##### RECORDS PROVIDED

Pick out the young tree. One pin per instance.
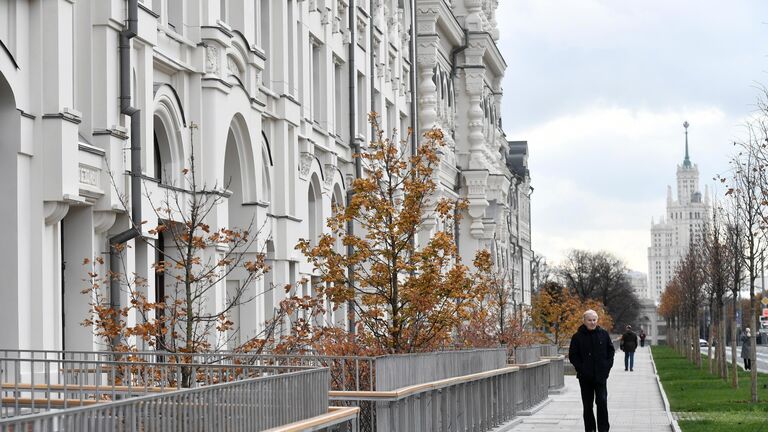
(194, 313)
(557, 313)
(405, 298)
(690, 280)
(717, 269)
(601, 276)
(747, 191)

##########

**DESCRIPTION OF THE TASK:** How many lines of the listing above contain the string "Pick", matched with case counted? Give only the number.

**REPLY TO THE EXERCISE:** 1